*** Opening of DATASET EXCERPTS ***

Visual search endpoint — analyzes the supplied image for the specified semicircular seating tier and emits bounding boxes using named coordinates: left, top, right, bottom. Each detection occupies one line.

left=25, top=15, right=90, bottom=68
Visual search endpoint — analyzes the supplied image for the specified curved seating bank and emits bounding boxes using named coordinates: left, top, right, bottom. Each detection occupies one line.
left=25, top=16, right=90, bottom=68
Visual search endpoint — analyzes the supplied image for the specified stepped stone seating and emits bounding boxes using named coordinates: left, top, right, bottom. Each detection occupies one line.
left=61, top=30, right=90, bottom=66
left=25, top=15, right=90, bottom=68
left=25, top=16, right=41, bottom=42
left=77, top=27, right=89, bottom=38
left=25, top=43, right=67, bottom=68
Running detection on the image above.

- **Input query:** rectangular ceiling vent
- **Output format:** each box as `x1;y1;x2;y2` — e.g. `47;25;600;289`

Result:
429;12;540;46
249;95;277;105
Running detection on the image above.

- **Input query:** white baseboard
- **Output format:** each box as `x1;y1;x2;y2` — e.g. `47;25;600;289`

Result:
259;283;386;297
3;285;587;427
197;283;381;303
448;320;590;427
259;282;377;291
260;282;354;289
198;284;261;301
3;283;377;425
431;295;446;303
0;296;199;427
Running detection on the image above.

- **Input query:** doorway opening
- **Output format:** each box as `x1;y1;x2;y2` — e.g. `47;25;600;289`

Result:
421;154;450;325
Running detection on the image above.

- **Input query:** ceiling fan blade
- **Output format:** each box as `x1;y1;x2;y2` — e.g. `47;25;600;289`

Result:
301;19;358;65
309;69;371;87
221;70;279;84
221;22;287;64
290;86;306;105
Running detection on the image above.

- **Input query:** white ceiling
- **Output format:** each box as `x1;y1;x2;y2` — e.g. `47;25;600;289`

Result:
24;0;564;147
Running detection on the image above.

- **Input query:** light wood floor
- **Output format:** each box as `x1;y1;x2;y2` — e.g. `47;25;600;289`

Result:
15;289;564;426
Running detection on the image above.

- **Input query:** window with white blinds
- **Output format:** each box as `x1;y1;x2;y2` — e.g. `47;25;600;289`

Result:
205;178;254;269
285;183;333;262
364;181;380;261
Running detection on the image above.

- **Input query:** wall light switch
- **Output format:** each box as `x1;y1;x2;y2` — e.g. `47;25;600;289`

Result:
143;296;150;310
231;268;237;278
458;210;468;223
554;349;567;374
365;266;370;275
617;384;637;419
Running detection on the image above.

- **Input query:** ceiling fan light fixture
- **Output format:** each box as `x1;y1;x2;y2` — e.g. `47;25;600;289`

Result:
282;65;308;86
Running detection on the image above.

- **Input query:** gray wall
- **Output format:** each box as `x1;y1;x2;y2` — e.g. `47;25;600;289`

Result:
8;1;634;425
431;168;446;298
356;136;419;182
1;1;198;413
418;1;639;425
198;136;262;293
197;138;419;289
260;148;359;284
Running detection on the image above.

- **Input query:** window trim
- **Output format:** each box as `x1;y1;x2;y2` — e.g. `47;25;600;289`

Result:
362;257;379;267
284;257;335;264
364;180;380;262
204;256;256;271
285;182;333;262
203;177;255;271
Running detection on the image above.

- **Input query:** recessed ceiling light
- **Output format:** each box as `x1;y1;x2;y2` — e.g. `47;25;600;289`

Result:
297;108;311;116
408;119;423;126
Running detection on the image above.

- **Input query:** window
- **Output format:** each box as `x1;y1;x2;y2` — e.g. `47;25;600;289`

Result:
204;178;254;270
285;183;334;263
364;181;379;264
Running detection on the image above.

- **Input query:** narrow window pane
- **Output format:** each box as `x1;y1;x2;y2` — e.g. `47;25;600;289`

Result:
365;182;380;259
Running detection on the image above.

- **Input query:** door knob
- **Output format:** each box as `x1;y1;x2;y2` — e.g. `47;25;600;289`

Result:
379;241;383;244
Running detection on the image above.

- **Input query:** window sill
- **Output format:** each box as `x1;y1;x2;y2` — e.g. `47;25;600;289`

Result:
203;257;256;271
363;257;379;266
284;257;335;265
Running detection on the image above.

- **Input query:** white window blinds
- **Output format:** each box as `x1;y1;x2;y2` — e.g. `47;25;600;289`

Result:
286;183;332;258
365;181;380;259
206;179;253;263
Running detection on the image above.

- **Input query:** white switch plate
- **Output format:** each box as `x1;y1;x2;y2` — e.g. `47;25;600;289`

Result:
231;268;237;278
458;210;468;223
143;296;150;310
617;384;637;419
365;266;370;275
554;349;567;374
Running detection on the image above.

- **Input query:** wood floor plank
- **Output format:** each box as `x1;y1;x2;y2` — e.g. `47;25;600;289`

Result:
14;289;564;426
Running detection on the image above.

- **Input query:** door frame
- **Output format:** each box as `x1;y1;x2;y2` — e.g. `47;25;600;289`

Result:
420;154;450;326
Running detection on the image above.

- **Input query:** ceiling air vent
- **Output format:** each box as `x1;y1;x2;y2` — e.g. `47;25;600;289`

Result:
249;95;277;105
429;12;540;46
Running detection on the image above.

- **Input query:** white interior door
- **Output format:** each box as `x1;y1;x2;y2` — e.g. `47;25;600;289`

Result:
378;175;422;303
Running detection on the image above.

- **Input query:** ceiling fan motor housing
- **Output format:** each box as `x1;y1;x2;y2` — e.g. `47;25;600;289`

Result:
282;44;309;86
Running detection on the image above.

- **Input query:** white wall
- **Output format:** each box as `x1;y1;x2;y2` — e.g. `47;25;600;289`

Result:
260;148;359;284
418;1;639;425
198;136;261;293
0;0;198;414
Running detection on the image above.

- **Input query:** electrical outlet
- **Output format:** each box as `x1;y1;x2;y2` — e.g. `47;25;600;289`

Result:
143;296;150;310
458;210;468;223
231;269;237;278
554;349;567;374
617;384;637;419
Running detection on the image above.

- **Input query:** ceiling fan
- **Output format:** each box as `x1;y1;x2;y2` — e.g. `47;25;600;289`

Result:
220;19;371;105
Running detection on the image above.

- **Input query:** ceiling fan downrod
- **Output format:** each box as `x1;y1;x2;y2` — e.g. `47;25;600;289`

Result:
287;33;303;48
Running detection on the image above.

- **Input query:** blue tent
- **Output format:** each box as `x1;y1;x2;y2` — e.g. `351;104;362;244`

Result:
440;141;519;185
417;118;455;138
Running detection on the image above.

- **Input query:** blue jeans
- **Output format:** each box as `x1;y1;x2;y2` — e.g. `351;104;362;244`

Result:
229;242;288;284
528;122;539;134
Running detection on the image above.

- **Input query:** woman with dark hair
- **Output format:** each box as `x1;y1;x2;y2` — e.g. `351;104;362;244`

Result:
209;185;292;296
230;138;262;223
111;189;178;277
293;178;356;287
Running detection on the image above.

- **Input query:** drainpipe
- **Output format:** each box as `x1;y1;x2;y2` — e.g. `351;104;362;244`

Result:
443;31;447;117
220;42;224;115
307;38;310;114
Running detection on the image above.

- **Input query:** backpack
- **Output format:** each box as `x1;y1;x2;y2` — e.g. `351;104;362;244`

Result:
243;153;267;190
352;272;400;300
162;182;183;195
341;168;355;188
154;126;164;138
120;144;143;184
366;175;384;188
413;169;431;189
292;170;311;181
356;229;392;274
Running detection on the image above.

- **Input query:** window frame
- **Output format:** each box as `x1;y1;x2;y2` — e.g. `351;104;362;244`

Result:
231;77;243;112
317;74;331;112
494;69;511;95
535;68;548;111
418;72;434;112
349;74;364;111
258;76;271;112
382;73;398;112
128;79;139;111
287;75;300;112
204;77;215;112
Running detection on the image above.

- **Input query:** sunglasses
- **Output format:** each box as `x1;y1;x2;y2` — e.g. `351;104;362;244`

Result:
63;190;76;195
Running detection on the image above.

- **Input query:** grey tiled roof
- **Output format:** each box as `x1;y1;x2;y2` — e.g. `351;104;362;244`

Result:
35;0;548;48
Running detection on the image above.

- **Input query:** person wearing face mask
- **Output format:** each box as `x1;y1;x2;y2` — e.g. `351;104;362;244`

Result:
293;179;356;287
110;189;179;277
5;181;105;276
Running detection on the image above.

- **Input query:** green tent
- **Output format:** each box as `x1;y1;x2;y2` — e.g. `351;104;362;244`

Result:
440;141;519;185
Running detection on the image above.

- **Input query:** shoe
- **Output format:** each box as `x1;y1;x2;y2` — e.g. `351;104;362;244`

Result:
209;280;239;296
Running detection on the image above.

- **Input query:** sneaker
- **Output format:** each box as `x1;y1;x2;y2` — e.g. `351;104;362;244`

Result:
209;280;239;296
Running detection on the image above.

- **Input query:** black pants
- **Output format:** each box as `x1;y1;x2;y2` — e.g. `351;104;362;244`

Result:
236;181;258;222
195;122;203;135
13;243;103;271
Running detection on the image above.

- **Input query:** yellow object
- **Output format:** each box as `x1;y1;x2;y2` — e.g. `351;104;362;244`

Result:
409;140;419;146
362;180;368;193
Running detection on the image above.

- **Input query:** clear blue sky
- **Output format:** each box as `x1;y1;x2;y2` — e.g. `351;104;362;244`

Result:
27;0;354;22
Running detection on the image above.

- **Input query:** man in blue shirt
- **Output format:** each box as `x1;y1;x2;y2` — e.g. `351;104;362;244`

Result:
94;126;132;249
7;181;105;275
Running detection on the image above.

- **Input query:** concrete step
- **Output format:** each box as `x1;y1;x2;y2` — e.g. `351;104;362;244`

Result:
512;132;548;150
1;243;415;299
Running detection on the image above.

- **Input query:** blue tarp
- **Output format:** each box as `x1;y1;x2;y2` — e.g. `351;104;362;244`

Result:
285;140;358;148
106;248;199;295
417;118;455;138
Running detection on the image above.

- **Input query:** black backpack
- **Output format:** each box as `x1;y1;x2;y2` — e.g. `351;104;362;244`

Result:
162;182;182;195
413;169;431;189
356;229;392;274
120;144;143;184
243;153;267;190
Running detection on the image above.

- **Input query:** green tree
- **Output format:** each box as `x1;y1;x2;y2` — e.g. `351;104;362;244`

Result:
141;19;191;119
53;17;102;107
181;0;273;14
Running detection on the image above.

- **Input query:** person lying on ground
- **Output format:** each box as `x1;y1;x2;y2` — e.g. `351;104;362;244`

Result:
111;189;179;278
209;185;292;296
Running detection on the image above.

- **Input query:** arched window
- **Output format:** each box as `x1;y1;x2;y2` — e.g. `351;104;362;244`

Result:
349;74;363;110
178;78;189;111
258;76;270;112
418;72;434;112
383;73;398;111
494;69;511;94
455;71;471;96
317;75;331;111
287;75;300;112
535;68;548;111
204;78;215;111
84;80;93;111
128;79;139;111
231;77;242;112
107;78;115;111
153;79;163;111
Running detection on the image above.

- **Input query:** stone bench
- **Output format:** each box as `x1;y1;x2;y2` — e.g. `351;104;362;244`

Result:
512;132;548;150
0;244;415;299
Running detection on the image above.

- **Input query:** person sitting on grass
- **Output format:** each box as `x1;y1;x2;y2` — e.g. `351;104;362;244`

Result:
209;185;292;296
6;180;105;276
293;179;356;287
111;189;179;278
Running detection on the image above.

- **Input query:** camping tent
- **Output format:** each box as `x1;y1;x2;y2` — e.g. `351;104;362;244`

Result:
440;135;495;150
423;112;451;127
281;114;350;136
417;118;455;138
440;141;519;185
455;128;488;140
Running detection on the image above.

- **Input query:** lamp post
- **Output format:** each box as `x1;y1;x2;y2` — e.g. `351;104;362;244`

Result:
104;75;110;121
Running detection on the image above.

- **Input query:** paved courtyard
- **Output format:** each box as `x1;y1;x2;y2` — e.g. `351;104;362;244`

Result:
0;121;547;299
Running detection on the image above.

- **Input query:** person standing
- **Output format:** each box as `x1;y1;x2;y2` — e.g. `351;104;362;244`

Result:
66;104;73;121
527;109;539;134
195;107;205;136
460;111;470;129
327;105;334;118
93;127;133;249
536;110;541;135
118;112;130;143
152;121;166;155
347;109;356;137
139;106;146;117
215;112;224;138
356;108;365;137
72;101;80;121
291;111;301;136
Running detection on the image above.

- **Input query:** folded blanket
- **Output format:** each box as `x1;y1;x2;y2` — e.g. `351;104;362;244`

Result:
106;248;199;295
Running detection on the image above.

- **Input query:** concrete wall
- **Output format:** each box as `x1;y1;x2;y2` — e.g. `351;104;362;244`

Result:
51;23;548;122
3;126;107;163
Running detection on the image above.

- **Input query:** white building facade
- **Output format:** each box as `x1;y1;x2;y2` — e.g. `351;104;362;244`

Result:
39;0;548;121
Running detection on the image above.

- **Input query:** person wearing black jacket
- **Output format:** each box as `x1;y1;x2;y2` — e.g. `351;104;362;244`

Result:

*** Close of DATASET EXCERPTS ***

**WHAT YOU SHOULD DO**
Please reproduce the lines from the line with "- **Input query:** blue tent" to the line with "- **Input query:** green tent", both ends included, exactly as they appear above.

**RESPONSE**
- **Input query:** blue tent
- **Output format:** each box as `x1;y1;x2;y2` — e.g. `351;104;362;244`

Result:
440;141;519;185
417;118;455;138
Running detection on the image above.

- **Input query:** blue jeans
- **Output format:** each box as `x1;y1;x2;y2` — e.g. `351;104;362;244`

Result:
229;242;288;284
528;122;539;134
Running detection on the image above.

- **Input query:** woman with dark hair
- **Output format:** each box as `x1;y1;x2;y2` — e.g. `351;104;362;244`

Result:
209;185;292;296
230;138;262;223
111;189;178;277
293;178;356;287
Running detection on the image above.

- **Input query:** drainpipe
- **Output format:** each box as `x1;y1;x2;y2` — e.g. `351;104;362;244`

Result:
443;31;447;117
220;42;224;115
307;38;310;114
Running detection on the image above.

- **Input query:** backpack
- **Output format:** each box as `x1;y1;x2;y2` — e.g. `351;104;362;244`

Result:
243;153;267;190
352;272;400;300
162;182;183;195
341;168;355;188
154;126;164;138
120;144;143;184
366;175;384;188
413;169;431;189
292;170;311;181
356;229;392;274
Running detection on the image above.

- **Input query:** window frame
- **Output format:** each box as `x1;y1;x2;y2` — e.g. `351;104;362;244`

Result:
231;77;243;112
317;74;331;112
494;69;511;95
535;68;548;111
418;72;434;112
349;74;364;111
258;76;271;112
382;73;398;112
128;79;139;111
287;75;300;112
204;77;215;112
Running detection on the image above.

- **Input query:** sunglasses
- **Output format:** each box as `x1;y1;x2;y2` — e.g. `351;104;362;244`

Result:
63;190;76;195
Running detection on the image above.

- **Input query:** grey tiled roof
- **Output format:** each box as `x1;y1;x2;y2` — e.g. `351;104;362;244`

Result:
35;0;548;48
Running detection on the image above.

- **Input query:** person wearing face mask
- **Output format:** each box as `x1;y1;x2;y2` — e.g. `351;104;362;244`

Result:
293;179;356;287
110;189;179;277
5;181;105;276
Running detection on the image above.

- **Input query:** green tent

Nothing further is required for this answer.